-- What you need to do --
Repeat the stretch of the Line Noro biography from "In the theatre, Line" through "a long illness.", swapping "sight problems" for "vision problems".

-- Excerpted passage --
'''

Line Noro
Biography
Aline Simone Noro, known as Line Noro, born February 22, 1900 in Houdelaincourt (Meuse) and died November 4, 1985 in the 13th arrondissement of Paris, is a French actress. Line Noro is the granddaughter of the communard couple Jean-Baptiste and Émilie Noro, originally from Lyon.
In the theatre, Line Noro has notably worked with Jacques Copeau, Charles Dullin and Louis Jouvet. For more than twenty years, she was a resident of the Comédie-Française (from 1945 to 1966). Actress of composition roles, also specializing in "weeping roles", she played in the cinema in about fifty films between 1928 and 1956, among which: "Pépé le Moko" by Julien Duvivier (1937), "Goupi Mains Rouges " by Jacques Becker (1943), "La Symphonie Pastorale" by Jean Delannoy (1946) or even "Meurtres?" by Richard Pottier (1950).
Line Noro was the wife of director André Berthomieu (died in 1960). Due to sight problems, she left the stage and the screens in the 1960s. She died in 1985 following a long illness.

'''

-- Stored records --

'''

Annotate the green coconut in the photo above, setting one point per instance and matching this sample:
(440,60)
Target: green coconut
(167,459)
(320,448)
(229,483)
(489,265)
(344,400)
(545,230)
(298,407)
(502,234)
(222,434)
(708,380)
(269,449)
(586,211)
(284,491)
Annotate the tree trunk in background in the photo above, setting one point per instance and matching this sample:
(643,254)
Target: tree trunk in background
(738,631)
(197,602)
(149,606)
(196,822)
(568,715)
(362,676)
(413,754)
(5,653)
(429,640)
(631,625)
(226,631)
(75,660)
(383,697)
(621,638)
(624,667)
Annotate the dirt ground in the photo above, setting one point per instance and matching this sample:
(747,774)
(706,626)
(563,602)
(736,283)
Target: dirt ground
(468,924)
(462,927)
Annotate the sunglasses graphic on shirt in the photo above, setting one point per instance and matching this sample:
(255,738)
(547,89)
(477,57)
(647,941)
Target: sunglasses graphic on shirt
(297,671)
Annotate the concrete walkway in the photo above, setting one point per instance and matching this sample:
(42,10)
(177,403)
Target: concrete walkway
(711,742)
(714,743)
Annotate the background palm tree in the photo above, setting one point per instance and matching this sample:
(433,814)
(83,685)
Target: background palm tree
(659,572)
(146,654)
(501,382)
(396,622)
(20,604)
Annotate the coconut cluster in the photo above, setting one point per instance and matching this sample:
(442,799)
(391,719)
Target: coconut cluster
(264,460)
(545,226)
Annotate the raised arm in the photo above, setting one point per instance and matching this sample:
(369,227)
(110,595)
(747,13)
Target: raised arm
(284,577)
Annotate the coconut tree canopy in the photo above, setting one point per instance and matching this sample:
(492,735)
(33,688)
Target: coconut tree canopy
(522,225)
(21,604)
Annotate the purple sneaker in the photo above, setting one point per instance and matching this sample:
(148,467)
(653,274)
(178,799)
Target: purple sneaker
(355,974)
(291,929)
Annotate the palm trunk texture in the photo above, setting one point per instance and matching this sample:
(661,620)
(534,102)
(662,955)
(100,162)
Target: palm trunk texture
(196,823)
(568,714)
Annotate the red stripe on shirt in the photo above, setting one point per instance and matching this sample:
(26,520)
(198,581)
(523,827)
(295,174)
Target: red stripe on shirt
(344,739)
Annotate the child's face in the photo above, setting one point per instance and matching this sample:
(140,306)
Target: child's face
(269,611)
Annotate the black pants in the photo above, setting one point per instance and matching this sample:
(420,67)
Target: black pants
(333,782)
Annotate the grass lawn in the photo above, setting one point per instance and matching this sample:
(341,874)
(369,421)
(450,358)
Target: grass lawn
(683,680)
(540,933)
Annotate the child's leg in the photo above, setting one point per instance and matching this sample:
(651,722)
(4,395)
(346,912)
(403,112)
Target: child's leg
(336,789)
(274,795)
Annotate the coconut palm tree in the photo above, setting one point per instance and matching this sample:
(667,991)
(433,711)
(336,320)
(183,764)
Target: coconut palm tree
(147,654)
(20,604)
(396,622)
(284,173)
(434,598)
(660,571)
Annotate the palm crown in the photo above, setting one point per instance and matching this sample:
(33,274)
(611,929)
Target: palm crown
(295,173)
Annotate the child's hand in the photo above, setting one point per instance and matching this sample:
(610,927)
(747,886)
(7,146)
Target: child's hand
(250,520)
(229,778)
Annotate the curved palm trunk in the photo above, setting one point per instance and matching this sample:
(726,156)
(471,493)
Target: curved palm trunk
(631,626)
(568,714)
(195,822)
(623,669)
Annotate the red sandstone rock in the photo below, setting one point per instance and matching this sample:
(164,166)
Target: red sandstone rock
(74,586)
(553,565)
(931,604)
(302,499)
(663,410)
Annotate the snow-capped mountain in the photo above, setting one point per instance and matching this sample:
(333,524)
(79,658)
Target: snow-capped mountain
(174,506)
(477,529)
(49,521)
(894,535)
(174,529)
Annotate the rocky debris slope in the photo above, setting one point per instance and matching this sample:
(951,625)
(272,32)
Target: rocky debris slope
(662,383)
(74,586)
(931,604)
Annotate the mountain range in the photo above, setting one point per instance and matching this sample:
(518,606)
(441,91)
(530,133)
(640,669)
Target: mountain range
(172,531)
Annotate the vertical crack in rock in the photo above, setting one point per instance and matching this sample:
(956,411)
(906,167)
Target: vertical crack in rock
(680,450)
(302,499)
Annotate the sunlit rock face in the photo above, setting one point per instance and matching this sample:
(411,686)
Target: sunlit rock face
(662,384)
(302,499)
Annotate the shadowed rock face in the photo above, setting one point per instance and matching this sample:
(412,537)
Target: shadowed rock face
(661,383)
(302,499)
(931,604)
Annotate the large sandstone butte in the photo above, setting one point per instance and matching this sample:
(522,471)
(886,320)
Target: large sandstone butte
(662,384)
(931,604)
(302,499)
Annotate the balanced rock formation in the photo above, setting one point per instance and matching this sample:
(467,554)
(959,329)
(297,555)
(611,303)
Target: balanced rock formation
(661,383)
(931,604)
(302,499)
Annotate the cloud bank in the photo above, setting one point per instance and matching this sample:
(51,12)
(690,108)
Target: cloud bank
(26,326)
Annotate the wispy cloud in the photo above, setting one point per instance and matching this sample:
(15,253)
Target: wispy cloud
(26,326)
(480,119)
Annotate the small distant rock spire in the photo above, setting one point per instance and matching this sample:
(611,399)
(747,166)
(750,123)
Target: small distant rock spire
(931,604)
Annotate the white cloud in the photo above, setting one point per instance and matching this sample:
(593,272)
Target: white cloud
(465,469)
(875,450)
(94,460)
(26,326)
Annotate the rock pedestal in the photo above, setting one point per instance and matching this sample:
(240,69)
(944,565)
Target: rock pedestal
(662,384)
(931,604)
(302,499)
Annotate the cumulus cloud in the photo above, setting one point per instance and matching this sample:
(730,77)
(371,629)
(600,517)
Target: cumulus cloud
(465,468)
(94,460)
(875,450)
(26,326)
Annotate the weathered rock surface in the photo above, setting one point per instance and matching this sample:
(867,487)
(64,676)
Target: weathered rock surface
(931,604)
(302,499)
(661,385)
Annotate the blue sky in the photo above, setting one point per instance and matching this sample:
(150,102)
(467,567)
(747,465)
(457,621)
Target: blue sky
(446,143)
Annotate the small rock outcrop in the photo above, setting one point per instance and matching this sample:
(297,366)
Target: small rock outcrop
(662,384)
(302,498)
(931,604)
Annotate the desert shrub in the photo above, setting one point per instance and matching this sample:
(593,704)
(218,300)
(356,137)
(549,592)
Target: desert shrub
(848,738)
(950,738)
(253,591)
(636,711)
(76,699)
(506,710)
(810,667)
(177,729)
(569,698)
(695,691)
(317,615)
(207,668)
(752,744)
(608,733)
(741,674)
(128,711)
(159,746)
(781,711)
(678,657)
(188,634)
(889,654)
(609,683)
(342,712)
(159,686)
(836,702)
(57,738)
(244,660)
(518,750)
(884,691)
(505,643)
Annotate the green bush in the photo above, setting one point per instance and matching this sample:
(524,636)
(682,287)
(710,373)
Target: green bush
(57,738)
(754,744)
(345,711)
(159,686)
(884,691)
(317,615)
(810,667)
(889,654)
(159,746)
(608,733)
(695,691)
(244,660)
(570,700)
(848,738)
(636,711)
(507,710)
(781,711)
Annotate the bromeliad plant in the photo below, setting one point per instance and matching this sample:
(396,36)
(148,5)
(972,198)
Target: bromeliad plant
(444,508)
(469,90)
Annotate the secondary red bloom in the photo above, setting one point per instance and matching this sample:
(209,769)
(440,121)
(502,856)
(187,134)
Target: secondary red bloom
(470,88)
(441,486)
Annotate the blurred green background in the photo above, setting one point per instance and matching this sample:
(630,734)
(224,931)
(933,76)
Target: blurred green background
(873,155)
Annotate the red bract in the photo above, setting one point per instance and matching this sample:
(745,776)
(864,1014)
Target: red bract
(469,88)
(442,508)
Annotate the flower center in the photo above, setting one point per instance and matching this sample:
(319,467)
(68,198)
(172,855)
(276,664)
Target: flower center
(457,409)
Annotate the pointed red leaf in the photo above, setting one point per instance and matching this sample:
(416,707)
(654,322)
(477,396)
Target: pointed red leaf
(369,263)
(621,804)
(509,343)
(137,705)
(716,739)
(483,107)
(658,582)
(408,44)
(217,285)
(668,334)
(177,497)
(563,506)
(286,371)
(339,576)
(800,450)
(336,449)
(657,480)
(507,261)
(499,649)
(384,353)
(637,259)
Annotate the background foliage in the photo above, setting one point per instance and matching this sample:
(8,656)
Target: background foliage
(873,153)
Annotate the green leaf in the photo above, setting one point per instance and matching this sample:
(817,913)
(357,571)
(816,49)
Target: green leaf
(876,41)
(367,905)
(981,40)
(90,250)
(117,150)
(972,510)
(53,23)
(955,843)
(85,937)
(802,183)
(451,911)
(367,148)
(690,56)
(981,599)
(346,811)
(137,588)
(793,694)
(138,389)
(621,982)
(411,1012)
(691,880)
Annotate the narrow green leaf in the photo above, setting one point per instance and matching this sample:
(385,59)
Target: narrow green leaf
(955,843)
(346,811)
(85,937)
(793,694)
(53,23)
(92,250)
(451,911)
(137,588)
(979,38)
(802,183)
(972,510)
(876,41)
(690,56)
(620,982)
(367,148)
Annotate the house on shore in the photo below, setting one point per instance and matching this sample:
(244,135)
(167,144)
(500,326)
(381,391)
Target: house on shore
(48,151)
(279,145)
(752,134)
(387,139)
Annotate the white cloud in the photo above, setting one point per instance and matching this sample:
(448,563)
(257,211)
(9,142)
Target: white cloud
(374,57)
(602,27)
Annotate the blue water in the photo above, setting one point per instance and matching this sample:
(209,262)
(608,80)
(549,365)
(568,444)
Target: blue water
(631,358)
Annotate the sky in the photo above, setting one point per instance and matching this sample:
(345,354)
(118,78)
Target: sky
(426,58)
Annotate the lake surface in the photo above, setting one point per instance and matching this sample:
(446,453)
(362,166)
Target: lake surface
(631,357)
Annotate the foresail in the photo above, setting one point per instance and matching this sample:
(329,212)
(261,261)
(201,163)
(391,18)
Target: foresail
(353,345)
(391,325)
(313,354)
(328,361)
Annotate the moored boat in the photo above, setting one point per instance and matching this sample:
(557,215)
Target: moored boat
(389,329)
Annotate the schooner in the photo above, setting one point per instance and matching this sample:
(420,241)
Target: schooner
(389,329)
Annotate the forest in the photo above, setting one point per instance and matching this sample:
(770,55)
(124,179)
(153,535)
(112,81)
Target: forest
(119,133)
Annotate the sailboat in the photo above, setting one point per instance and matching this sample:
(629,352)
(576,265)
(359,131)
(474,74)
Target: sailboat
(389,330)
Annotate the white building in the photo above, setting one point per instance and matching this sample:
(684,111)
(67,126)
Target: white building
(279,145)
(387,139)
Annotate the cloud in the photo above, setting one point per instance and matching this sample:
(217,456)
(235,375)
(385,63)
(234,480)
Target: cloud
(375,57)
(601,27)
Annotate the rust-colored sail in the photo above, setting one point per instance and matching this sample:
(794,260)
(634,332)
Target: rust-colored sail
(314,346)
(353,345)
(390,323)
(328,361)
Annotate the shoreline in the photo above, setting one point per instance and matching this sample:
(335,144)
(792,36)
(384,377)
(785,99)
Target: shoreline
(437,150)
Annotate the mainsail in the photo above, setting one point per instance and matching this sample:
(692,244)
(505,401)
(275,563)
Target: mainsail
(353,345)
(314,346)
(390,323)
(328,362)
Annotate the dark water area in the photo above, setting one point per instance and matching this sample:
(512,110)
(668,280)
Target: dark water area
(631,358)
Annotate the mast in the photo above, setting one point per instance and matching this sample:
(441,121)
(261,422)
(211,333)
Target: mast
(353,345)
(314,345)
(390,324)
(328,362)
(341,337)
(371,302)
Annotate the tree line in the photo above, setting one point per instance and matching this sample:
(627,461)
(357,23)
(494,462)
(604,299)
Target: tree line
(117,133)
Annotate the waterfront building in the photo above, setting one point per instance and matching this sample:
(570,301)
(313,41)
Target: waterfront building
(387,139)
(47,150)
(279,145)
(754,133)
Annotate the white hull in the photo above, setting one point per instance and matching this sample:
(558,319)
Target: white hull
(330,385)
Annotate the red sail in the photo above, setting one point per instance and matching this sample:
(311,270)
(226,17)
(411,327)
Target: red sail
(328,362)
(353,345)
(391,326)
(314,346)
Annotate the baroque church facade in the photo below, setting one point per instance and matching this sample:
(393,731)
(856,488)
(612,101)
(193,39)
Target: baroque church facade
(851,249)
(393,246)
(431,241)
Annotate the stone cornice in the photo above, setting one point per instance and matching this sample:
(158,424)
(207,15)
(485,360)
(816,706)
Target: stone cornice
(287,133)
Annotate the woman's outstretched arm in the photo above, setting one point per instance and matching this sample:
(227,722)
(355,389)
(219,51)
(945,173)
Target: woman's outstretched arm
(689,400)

'''

-- Complete response --
In the theatre, Line Noro has notably worked with Jacques Copeau, Charles Dullin and Louis Jouvet. For more than twenty years, she was a resident of the Comédie-Française (from 1945 to 1966). Actress of composition roles, also specializing in "weeping roles", she played in the cinema in about fifty films between 1928 and 1956, among which: "Pépé le Moko" by Julien Duvivier (1937), "Goupi Mains Rouges " by Jacques Becker (1943), "La Symphonie Pastorale" by Jean Delannoy (1946) or even "Meurtres?" by Richard Pottier (1950).
Line Noro was the wife of director André Berthomieu (died in 1960). Due to vision problems, she left the stage and the screens in the 1960s. She died in 1985 following a long illness.